Tech

The Friend AI Pendant Is Undeniably Creepy and Off-Putting


Yesterday, X user Avi Schiffman announced a new AI-powered device called simply “Friend.” His post about it quickly went viral—probably not because people were excited about the technology on display, but because the video he used to promote it presents a depressing vision of our AI future that only a tech bro could find appealing.

The video shows off the wearable pendant that purportedly listens to everything you say and responds to you “conversationally” via a chat window on your phone. You can speak directly to your Friend by hitting a button, but it’s apparently always listening anyway, and it will comment, unprompted, on the goings-on in your life, like a Tamagotchi that spies on you, or a real person you’d get a restraining order against.

Is the Friend even a real thing?

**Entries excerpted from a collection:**
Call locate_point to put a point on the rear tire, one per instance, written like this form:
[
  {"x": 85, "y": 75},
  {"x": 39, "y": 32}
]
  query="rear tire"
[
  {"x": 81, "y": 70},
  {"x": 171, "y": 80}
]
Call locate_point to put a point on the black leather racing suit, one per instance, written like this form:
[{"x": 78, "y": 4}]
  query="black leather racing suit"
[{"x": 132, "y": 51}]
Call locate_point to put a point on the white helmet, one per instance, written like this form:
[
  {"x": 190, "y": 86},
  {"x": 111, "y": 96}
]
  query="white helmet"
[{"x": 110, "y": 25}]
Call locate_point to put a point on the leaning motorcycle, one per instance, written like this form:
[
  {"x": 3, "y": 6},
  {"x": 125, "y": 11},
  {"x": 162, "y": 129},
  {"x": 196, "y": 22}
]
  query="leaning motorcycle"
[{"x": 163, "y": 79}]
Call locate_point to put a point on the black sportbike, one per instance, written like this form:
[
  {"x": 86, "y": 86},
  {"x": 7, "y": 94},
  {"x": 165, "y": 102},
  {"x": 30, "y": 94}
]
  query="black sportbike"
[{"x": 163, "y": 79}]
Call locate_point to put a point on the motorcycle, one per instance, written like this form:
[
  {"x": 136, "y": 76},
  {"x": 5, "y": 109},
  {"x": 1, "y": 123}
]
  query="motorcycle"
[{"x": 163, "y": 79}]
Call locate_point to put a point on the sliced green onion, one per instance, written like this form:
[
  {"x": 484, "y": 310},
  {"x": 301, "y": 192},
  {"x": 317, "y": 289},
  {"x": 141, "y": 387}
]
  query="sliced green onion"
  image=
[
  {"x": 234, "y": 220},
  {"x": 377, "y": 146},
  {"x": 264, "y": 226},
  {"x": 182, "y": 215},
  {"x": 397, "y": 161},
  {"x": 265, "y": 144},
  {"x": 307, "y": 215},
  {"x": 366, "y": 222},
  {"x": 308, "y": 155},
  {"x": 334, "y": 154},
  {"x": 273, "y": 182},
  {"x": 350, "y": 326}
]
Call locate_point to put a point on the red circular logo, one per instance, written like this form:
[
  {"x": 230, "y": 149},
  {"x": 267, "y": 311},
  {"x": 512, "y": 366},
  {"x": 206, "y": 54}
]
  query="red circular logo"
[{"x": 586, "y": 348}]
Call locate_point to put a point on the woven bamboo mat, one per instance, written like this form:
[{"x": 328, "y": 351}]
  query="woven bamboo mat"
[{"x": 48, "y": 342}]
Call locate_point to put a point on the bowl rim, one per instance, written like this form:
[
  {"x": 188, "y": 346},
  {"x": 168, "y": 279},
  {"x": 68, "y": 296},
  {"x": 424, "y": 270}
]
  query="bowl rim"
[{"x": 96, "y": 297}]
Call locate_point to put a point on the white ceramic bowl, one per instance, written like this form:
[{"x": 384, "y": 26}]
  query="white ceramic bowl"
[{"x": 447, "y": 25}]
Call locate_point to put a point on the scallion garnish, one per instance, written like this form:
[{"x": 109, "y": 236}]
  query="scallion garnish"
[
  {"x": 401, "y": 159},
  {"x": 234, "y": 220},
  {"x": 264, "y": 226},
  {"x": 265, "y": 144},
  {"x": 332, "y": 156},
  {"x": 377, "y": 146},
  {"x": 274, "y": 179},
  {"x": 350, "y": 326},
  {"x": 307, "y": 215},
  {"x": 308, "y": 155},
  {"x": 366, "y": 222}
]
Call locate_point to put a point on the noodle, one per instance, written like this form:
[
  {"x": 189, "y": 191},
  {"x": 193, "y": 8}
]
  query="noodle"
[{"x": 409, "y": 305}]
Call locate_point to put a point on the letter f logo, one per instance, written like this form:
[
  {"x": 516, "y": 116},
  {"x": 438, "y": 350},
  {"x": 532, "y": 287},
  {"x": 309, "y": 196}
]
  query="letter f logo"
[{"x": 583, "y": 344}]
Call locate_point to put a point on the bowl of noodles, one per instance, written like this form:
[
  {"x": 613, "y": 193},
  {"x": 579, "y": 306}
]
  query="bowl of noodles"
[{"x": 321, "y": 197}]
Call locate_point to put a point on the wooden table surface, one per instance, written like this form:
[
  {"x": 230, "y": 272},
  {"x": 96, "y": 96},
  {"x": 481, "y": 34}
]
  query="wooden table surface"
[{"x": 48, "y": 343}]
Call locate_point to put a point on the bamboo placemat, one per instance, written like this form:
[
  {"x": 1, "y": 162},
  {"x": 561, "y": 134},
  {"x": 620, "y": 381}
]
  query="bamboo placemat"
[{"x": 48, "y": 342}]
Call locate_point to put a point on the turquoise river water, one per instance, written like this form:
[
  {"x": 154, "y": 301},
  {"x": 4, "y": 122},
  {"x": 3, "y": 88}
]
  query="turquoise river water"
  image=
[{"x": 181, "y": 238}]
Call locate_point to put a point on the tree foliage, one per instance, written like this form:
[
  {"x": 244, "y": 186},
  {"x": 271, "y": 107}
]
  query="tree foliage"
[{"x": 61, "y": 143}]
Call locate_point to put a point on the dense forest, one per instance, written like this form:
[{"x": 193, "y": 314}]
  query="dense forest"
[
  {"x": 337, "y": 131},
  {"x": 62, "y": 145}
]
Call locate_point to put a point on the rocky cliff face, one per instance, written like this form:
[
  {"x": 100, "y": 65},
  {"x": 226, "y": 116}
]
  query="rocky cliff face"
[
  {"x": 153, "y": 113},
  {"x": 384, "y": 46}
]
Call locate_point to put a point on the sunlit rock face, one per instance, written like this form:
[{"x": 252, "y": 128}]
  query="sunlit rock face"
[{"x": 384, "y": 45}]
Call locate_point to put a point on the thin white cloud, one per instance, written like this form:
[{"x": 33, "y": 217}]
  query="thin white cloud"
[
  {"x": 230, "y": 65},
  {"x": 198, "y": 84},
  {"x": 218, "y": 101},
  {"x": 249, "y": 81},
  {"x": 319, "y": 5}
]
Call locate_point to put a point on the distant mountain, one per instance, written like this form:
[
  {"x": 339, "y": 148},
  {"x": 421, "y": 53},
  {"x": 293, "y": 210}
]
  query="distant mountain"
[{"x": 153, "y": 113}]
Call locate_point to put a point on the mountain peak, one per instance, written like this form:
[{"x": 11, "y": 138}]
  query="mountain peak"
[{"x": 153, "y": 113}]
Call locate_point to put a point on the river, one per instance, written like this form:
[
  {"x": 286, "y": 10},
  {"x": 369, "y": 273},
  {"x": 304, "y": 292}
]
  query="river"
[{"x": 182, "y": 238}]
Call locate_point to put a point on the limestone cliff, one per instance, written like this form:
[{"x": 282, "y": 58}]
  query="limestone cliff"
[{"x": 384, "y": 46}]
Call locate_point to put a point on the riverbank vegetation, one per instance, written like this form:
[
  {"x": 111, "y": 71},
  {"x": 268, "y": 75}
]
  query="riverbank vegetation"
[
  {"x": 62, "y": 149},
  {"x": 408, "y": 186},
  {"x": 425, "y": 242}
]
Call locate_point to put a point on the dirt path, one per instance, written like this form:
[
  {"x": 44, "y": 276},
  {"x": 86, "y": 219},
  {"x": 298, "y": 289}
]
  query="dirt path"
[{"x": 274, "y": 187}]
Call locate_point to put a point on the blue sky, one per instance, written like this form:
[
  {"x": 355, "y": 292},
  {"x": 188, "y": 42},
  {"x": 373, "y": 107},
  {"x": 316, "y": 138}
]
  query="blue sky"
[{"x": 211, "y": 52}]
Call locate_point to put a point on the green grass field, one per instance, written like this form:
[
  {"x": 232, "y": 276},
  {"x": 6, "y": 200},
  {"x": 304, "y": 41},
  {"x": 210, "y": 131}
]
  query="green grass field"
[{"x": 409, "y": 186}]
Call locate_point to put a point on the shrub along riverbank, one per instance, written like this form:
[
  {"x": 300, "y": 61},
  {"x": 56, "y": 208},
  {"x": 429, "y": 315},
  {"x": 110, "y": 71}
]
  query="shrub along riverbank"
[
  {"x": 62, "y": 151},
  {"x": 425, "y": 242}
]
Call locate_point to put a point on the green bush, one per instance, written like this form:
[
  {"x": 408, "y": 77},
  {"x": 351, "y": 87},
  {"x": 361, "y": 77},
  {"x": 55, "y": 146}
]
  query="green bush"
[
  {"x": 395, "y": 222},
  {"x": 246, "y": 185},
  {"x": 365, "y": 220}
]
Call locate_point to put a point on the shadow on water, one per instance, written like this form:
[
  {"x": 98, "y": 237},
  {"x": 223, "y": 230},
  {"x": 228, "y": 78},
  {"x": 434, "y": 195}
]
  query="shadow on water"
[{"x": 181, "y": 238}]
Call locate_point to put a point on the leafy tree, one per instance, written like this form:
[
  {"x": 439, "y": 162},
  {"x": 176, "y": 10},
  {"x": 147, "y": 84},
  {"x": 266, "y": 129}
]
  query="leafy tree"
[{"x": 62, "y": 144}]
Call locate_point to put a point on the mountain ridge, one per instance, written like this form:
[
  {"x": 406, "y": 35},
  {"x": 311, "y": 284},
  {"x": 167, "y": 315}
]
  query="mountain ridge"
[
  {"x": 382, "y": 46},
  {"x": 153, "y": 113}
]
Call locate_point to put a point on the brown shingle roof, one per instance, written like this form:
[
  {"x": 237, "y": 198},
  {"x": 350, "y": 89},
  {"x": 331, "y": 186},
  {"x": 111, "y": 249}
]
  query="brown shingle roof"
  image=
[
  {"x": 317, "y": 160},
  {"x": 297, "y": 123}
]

**Work instructions:** In the article about the Friend pendant, what do you have to do to speak directly to your Friend? These entries were drawn from a separate source.

**Problem solution:** Hit a button.